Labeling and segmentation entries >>
----
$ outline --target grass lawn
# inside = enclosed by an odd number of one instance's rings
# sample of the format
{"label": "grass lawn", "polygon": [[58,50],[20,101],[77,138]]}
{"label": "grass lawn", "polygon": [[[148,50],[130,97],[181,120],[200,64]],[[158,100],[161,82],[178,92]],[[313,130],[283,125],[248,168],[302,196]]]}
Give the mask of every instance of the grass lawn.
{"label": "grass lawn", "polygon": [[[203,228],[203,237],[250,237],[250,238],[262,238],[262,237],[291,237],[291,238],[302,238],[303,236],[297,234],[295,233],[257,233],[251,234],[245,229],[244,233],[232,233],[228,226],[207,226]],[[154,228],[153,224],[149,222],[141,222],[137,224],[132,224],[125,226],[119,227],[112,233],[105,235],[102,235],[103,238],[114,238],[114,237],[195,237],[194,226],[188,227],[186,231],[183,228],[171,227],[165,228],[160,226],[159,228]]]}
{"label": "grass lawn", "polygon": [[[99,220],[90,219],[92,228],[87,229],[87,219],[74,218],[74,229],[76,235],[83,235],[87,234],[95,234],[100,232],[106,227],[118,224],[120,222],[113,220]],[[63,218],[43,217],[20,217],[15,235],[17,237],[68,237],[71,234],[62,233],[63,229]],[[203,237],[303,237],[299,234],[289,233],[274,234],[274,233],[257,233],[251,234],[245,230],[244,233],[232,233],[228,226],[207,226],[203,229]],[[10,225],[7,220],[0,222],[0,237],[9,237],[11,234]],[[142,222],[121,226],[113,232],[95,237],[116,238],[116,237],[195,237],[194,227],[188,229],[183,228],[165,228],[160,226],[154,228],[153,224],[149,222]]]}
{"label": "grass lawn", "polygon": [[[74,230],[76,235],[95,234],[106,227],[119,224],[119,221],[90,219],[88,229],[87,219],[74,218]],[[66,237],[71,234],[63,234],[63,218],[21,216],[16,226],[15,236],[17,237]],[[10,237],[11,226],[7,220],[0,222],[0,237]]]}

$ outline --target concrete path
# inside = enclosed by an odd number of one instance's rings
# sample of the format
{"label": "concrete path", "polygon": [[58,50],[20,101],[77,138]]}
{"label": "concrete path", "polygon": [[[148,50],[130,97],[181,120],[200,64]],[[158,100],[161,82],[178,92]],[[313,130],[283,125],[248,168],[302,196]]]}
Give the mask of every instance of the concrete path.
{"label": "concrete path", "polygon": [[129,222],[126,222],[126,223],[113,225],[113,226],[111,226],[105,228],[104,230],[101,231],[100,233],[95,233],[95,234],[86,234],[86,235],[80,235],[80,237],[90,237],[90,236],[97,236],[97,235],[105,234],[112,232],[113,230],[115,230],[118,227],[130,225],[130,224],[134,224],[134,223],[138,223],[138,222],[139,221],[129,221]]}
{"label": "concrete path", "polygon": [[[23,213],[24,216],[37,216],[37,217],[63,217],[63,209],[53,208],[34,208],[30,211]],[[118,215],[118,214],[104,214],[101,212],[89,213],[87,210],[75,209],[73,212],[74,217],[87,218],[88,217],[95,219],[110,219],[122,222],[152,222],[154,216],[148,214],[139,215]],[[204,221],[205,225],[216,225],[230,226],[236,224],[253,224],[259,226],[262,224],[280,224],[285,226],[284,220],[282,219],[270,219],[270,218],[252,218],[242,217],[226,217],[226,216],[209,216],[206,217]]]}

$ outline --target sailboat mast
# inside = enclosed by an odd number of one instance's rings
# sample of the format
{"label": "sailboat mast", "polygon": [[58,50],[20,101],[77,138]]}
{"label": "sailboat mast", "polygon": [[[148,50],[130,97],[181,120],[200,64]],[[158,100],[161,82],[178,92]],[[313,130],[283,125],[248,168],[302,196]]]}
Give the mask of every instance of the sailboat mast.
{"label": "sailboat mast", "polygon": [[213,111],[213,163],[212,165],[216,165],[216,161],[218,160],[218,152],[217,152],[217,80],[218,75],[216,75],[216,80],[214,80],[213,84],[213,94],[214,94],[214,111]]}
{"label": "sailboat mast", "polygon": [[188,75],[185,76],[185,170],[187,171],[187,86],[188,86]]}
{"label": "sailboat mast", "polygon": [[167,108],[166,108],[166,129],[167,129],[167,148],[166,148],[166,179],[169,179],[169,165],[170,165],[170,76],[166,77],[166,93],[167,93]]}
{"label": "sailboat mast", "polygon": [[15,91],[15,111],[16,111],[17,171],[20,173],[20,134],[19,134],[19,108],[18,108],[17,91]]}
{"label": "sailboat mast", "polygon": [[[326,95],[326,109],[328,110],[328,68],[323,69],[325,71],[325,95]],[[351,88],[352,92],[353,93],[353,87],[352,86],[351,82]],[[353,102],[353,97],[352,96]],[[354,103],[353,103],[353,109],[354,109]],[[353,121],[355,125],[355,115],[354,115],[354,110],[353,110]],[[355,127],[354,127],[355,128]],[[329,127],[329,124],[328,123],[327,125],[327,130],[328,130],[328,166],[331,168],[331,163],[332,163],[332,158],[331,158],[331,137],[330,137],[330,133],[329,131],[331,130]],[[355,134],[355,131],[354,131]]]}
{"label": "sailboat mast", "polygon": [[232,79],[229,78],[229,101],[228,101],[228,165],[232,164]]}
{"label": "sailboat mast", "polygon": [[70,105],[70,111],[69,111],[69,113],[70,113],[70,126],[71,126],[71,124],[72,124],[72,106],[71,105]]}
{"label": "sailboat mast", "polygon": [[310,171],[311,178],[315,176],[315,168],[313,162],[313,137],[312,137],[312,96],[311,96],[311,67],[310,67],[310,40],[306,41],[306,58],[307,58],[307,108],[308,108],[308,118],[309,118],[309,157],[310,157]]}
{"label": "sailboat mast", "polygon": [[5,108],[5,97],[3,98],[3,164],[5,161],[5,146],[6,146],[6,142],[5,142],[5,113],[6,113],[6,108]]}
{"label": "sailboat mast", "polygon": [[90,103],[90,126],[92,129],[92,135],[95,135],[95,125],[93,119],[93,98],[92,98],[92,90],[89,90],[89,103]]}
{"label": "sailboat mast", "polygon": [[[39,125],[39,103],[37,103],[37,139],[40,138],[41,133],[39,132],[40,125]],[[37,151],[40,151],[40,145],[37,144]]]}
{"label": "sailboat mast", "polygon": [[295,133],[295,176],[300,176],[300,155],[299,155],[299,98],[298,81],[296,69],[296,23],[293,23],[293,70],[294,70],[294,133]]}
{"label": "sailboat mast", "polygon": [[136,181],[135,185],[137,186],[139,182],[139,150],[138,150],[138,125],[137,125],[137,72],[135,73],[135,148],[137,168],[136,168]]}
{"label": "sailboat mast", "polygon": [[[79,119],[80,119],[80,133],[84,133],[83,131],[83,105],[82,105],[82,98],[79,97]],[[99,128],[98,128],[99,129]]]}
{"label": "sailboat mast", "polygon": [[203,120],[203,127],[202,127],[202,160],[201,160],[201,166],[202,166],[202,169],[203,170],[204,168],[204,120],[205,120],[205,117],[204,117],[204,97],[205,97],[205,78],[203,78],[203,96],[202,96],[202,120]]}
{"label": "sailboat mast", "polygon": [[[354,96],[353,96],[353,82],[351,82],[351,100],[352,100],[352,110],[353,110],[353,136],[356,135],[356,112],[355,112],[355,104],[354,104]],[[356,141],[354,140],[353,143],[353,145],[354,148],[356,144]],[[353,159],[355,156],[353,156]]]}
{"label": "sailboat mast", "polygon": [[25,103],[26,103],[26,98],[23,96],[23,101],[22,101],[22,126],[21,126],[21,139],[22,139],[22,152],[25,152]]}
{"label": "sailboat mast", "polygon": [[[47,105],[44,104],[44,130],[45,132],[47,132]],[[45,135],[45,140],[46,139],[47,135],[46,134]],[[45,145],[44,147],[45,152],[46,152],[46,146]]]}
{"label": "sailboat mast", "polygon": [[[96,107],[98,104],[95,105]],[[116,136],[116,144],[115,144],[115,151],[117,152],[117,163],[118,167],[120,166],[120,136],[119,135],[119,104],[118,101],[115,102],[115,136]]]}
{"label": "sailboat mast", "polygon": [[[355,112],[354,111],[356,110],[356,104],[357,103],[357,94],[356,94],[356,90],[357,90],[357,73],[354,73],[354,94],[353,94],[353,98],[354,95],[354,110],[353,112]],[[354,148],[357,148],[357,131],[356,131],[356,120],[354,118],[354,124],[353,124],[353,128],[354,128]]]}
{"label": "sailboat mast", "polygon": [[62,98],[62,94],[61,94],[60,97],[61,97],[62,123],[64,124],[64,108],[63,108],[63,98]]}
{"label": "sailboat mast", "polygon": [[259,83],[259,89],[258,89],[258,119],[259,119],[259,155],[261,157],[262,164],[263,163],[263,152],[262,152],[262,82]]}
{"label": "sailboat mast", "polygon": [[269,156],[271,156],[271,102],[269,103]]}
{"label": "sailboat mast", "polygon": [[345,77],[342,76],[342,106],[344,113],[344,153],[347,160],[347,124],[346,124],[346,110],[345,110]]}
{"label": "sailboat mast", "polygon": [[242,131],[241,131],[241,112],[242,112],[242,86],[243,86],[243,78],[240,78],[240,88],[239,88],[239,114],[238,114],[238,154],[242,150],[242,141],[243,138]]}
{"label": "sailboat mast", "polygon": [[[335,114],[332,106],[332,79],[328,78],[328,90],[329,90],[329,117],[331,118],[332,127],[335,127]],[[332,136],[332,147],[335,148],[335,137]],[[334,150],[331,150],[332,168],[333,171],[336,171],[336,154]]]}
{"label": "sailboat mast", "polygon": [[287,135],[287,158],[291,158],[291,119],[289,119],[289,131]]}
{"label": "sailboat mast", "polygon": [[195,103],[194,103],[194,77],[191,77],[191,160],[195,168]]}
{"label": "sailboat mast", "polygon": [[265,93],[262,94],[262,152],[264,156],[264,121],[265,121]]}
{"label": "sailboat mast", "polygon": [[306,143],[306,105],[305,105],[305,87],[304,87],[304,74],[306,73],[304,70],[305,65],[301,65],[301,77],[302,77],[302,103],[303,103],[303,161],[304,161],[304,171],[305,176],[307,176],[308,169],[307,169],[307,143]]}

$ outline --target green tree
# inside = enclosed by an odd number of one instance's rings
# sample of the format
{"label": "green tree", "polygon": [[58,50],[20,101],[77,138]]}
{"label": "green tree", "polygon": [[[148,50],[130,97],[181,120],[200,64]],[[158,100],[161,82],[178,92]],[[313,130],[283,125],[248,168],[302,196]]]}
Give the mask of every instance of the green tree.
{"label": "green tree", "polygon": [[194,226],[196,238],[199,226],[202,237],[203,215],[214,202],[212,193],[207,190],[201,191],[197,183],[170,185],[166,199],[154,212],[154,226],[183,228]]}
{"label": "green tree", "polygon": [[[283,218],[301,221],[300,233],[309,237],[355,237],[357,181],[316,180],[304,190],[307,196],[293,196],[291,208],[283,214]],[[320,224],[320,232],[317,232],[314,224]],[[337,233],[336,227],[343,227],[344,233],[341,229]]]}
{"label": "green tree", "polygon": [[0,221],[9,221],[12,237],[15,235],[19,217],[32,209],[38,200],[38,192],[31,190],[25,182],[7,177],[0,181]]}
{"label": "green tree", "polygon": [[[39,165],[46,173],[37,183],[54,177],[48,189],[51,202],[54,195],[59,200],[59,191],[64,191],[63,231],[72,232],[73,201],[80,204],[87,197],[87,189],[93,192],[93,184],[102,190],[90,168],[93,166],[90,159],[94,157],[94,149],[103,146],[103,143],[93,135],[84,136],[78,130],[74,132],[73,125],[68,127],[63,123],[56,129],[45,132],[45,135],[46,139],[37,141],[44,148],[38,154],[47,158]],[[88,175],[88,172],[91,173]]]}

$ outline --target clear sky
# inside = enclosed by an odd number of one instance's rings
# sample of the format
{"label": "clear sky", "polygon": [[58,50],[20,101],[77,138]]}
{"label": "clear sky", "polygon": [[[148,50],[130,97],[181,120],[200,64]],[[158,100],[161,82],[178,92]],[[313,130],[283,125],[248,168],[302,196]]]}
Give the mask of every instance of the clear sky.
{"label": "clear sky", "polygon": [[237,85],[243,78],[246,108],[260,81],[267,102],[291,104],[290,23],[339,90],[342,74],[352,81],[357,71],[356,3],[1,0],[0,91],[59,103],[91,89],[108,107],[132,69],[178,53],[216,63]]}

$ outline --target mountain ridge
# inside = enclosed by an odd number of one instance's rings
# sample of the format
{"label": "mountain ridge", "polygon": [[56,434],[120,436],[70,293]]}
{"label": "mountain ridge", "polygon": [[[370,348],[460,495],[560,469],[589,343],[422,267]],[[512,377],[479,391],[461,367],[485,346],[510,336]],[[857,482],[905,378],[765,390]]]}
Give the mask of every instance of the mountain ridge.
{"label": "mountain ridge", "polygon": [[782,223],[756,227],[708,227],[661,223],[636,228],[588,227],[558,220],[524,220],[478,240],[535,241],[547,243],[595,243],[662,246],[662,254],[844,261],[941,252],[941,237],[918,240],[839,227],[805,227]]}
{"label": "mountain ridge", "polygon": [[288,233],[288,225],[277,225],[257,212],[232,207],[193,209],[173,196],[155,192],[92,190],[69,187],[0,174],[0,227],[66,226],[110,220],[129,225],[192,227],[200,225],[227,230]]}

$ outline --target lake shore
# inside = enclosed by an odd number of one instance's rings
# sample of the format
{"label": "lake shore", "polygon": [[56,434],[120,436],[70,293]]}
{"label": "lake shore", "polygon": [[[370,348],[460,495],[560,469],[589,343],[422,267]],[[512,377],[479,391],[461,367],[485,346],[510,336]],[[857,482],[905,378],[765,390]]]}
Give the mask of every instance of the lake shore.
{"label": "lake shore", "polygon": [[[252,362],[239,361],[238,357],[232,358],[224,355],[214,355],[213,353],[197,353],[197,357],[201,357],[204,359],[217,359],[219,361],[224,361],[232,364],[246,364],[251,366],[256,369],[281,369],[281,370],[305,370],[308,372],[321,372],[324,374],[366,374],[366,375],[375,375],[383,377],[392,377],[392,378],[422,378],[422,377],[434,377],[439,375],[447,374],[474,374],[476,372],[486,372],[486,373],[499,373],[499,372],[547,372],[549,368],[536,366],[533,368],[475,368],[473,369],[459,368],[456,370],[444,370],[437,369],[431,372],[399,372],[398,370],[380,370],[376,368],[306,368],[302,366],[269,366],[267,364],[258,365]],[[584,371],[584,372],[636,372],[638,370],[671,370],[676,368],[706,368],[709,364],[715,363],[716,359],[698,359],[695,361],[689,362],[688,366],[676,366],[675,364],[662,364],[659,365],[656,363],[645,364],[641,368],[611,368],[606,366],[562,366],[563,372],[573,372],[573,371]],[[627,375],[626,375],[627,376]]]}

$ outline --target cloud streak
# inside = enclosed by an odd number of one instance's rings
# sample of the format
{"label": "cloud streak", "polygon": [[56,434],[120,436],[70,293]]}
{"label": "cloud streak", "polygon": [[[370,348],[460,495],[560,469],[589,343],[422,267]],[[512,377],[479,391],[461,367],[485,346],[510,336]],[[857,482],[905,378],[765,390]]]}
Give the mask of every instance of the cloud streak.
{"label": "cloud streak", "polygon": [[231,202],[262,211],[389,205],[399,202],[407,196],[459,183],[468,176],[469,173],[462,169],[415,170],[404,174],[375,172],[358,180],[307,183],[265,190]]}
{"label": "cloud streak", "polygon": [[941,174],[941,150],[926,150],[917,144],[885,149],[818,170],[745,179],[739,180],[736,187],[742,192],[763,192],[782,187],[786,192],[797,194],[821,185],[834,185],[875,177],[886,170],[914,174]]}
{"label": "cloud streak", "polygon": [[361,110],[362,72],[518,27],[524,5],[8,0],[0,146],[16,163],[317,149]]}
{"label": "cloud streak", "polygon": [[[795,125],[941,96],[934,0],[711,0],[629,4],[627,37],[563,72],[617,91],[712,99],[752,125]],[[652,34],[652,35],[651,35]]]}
----
To do >>
Rewrite the entries as a numbered list, starting at the first line and ending with the line that contains "Give the mask of every instance of the grass", including both. Leave out any blank lines.

The answer >>
1. $ outline --target grass lawn
2. # inside = enclosed by an odd number of one instance's rings
3. # sample of the format
4. {"label": "grass lawn", "polygon": [[58,50],[20,101],[77,138]]}
5. {"label": "grass lawn", "polygon": [[[148,50],[130,97],[181,120],[200,64]],[[158,100],[161,82],[178,92]],[[313,130],[283,125],[248,168],[302,196]]]}
6. Give the mask of every instance of the grass lawn.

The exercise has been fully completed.